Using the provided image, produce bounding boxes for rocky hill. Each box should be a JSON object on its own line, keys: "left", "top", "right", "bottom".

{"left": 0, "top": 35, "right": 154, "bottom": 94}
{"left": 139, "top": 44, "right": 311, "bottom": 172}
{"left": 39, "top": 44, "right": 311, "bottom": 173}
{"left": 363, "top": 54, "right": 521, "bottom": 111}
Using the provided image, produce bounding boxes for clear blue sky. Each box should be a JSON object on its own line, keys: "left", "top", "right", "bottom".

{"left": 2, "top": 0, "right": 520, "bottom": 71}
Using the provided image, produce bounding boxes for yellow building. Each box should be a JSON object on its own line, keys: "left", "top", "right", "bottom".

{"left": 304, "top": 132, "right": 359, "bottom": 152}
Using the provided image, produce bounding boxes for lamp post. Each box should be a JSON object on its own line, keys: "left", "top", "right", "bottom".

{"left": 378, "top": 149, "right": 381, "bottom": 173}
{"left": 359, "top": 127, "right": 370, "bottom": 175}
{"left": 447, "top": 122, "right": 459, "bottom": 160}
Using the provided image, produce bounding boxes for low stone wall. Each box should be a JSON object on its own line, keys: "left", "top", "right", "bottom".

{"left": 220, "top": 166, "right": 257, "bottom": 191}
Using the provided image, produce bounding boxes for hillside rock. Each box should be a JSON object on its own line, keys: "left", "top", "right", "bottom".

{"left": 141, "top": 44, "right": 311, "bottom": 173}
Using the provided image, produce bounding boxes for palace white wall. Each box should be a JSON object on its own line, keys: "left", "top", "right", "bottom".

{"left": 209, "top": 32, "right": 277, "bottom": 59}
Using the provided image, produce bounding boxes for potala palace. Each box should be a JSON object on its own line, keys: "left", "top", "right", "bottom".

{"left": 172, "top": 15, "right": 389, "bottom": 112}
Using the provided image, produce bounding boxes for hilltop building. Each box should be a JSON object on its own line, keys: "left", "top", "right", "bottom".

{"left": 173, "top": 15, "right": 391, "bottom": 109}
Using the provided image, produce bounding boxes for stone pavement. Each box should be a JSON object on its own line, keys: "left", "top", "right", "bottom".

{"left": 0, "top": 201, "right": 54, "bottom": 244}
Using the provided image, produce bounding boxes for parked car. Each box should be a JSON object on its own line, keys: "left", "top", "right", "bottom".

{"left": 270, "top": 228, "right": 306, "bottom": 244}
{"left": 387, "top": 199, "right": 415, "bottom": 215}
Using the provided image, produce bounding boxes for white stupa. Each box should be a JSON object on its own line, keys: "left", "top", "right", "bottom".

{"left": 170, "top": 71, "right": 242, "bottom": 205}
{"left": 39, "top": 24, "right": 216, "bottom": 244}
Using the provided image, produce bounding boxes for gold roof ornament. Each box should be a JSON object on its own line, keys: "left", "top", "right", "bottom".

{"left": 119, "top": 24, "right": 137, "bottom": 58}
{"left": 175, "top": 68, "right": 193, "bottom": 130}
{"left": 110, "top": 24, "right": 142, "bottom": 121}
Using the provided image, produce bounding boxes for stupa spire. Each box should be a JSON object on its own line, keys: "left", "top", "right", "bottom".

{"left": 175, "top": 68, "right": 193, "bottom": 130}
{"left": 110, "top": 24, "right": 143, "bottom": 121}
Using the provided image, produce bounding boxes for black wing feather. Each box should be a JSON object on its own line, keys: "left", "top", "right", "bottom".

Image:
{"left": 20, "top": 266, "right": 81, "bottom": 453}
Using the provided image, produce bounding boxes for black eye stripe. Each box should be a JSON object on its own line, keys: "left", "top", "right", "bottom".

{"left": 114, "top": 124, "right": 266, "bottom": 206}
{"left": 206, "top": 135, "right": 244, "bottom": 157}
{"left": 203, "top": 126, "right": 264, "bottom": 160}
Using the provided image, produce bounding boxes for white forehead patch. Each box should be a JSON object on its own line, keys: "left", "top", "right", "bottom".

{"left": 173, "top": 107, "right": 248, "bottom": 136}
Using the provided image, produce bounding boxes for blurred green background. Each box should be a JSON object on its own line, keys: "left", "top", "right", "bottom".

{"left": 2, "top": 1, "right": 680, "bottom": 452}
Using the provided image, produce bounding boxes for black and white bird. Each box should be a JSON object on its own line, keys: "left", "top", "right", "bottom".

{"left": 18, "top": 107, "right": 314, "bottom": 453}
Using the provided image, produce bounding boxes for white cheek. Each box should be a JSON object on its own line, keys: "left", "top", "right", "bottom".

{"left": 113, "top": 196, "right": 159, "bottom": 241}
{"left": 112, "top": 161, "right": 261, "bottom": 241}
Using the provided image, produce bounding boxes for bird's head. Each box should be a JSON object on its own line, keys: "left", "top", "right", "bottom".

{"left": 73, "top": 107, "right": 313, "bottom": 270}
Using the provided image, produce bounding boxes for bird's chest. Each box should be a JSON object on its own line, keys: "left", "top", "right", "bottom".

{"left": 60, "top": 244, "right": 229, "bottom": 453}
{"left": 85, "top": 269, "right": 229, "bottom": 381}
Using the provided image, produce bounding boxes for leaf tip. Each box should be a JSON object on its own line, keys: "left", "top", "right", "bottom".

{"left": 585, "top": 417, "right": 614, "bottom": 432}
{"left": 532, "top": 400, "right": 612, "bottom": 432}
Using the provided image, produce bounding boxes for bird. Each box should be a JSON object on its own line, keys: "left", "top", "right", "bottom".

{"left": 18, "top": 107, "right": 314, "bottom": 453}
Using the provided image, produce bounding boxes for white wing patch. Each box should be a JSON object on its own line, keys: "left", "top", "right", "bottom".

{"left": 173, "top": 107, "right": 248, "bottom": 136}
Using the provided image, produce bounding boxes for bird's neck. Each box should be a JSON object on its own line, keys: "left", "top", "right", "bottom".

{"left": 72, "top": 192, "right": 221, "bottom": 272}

§ **Work required**:
The whole listing above, line by line, is to be retyped exactly.

§ **Solution below**:
Using the provided image, produce bounding boxes for rocky hill. Each box should be a JSON object on its own line, keys: "left", "top", "right", "bottom".

{"left": 0, "top": 35, "right": 154, "bottom": 94}
{"left": 139, "top": 44, "right": 311, "bottom": 172}
{"left": 39, "top": 44, "right": 311, "bottom": 173}
{"left": 363, "top": 54, "right": 521, "bottom": 111}
Using the provided image, produce bounding boxes for clear blue sky. Each box should be a JSON object on its own line, keys: "left", "top", "right", "bottom".

{"left": 2, "top": 0, "right": 520, "bottom": 71}
Using the provided image, produce bounding boxes for yellow building. Each box should be a JSON object on its own line, keys: "left", "top", "right", "bottom".

{"left": 304, "top": 132, "right": 359, "bottom": 152}
Using the provided image, produce bounding boxes for lamp post. Each box should be a JSON object on its own line, keys: "left", "top", "right", "bottom".

{"left": 378, "top": 149, "right": 381, "bottom": 173}
{"left": 359, "top": 127, "right": 370, "bottom": 175}
{"left": 447, "top": 122, "right": 459, "bottom": 160}
Using the provided image, produce bounding boxes for low stone wall. Each box should be a JSON object on its own line, keys: "left", "top", "right", "bottom".

{"left": 220, "top": 166, "right": 257, "bottom": 191}
Using the provided image, produce bounding boxes for hillside rock. Each box should be a JSON object on its own line, keys: "left", "top", "right", "bottom".

{"left": 141, "top": 44, "right": 311, "bottom": 173}
Using the provided image, produce bounding boxes for palace white wall. Each box should be a JSON object on its own line, keys: "left", "top", "right", "bottom".

{"left": 209, "top": 32, "right": 277, "bottom": 59}
Using the provided image, produce bounding boxes for potala palace. Each box should be a JSON object on its own line, keys: "left", "top", "right", "bottom".

{"left": 172, "top": 15, "right": 389, "bottom": 112}
Using the provided image, produce bounding boxes for hilltop building. Each box should be a JSON object on its own line, keys: "left", "top", "right", "bottom".

{"left": 173, "top": 15, "right": 391, "bottom": 109}
Using the provided image, produce bounding boxes for stone pavement. Each box should be a JSON object on its own line, keys: "left", "top", "right", "bottom".

{"left": 0, "top": 201, "right": 54, "bottom": 244}
Using the provided image, produce bounding boxes for parked car. Each box should be a JSON object on its own line, keys: "left", "top", "right", "bottom".

{"left": 270, "top": 228, "right": 306, "bottom": 244}
{"left": 387, "top": 199, "right": 415, "bottom": 215}
Using the provided image, produce bounding boxes for white stupa. Each box should be a JSON object on its own line, keys: "left", "top", "right", "bottom".

{"left": 170, "top": 71, "right": 242, "bottom": 205}
{"left": 39, "top": 24, "right": 216, "bottom": 244}
Using the provided image, produce bounding boxes for gold roof ornament. Each box should be a JSON object on its own line, keys: "left", "top", "right", "bottom".

{"left": 119, "top": 24, "right": 137, "bottom": 58}
{"left": 175, "top": 68, "right": 193, "bottom": 130}
{"left": 110, "top": 24, "right": 142, "bottom": 121}
Using the provided image, produce bounding boxes for stupa spire. Each box should be a JSON object on its own line, keys: "left", "top", "right", "bottom".

{"left": 175, "top": 68, "right": 193, "bottom": 130}
{"left": 110, "top": 24, "right": 143, "bottom": 121}
Using the provided image, produce bounding boxes for black wing feather. Each box should be a JSON object on its own line, keys: "left", "top", "right", "bottom".

Image:
{"left": 20, "top": 266, "right": 81, "bottom": 453}
Using the provided image, produce bounding boxes for black eye stripe. Each box should be a JSON object on its own line, keys: "left", "top", "right", "bottom".

{"left": 114, "top": 124, "right": 266, "bottom": 206}
{"left": 206, "top": 135, "right": 244, "bottom": 157}
{"left": 203, "top": 126, "right": 264, "bottom": 160}
Using the provided image, produce bounding boxes for white forehead patch. Each box should be a JSON object on its own line, keys: "left", "top", "right", "bottom".

{"left": 173, "top": 107, "right": 248, "bottom": 136}
Using the provided image, produce bounding boxes for blurred green background. Each box should be a JSON object on its own line, keys: "left", "top", "right", "bottom".

{"left": 2, "top": 1, "right": 680, "bottom": 452}
Using the provided image, produce bounding boxes for black and white bird. Each box should be a JSON object on its own line, keys: "left", "top", "right", "bottom".

{"left": 18, "top": 107, "right": 314, "bottom": 453}
Using the provided image, produce bounding boxes for white cheek. Each box should be a JSON object on its own line, keys: "left", "top", "right", "bottom".

{"left": 113, "top": 196, "right": 159, "bottom": 241}
{"left": 112, "top": 161, "right": 261, "bottom": 241}
Using the provided image, produce bounding boxes for bird's head. Each box should be a JSON object on its own line, keys: "left", "top", "right", "bottom".

{"left": 73, "top": 107, "right": 313, "bottom": 270}
Using the provided image, produce bounding boxes for bird's chest. Each box should be a JSON object on its own line, keys: "left", "top", "right", "bottom".

{"left": 60, "top": 244, "right": 229, "bottom": 453}
{"left": 85, "top": 269, "right": 229, "bottom": 381}
Using the provided image, produce bounding boxes for leaf tip. Each box should be a JSON object on its own line, keys: "left", "top", "right", "bottom".

{"left": 585, "top": 417, "right": 614, "bottom": 432}
{"left": 532, "top": 400, "right": 612, "bottom": 432}
Using the provided image, produce bounding boxes for bird. Each box should be a JSON object on its own line, keys: "left", "top", "right", "bottom".

{"left": 18, "top": 107, "right": 314, "bottom": 453}
Using the provided image, produce bounding boxes for white wing patch. Each box should be a JSON object on its own line, keys: "left", "top", "right", "bottom".

{"left": 173, "top": 107, "right": 248, "bottom": 136}
Using the provided image, produce bounding boxes for bird's neck. Each box should be a JSON object on its own line, keys: "left", "top", "right", "bottom".

{"left": 72, "top": 192, "right": 221, "bottom": 272}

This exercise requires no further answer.